▶ **OBJECTIVE**: Print the data below word for word, from its first line through the line containing "pixel 924 600", including both of those lines.
START GIVEN ENTRIES
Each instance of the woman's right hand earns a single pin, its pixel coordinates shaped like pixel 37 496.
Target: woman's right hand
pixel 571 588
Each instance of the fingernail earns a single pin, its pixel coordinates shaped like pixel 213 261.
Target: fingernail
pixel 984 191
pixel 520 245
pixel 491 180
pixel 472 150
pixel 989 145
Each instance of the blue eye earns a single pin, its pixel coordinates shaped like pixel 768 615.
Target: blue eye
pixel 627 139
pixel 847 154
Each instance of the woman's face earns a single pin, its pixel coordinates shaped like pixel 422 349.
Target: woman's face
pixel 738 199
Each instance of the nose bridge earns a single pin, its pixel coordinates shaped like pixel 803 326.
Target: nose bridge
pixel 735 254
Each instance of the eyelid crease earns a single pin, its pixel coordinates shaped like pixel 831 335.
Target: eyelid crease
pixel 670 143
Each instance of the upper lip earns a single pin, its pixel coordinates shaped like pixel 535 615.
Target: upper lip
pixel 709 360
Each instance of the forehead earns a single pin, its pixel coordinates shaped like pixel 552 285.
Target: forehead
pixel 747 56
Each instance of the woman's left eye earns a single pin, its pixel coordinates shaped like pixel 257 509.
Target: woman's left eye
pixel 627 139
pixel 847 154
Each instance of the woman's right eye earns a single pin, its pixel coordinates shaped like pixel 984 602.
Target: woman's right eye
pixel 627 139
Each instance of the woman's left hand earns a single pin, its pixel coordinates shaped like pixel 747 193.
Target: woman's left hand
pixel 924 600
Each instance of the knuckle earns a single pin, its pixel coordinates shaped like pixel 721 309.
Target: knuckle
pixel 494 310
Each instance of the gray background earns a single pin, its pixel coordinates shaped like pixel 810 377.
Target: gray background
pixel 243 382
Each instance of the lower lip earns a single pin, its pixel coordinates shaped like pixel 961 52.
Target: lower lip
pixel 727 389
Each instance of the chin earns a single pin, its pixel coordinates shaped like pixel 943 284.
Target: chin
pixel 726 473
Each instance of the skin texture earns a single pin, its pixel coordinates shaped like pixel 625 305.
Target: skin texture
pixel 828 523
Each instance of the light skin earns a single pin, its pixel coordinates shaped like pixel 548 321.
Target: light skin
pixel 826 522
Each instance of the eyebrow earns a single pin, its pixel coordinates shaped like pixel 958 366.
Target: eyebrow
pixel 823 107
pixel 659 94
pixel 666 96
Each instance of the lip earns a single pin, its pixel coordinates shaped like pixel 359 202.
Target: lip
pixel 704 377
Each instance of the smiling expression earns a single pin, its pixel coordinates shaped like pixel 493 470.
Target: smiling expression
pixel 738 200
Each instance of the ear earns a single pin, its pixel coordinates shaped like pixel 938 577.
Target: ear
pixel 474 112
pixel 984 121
END GIVEN ENTRIES
▶ **FULL ANSWER**:
Each instance of the woman's right hand earns a single pin, its pixel coordinates shaped like pixel 37 496.
Target: woman's right hand
pixel 571 588
Each instance of the fingernail earns a single pin, its pixel coordinates shaped like pixel 213 261.
Target: fingernail
pixel 984 191
pixel 520 245
pixel 491 180
pixel 472 150
pixel 989 145
Each instance of the blue eye earns a single pin, its pixel coordinates shaped like pixel 768 615.
Target: blue eye
pixel 627 139
pixel 847 154
Each instance of the woman's face earns a single pin, its pixel coordinates shaped like pixel 422 349.
Target: woman's face
pixel 738 199
Each instance of the nose bridge earns a single pin, its pixel coordinates shaped like pixel 803 326.
Target: nose bridge
pixel 735 254
Each instance of the eyelid crease earns a single pin, its pixel coordinates shaped like pixel 831 335.
Target: eyelid crease
pixel 670 143
Each instance of the upper lip earns a single pin, its pixel coordinates shaped like pixel 535 615.
Target: upper lip
pixel 709 360
Each instance of the forehead earns a single pin, its pixel coordinates shaped like pixel 552 285.
Target: forehead
pixel 747 56
Each instance of the woman's left eye earns a single pin, its pixel coordinates shaped like pixel 257 509.
Target: woman's left eye
pixel 627 139
pixel 847 154
Each instance of the woman's right eye earns a single pin, its pixel coordinates shaped like pixel 984 602.
Target: woman's right eye
pixel 627 139
Each instance of the woman's left hand earns a single pin, its pixel coordinates shaped like pixel 747 193.
Target: woman's left hand
pixel 924 600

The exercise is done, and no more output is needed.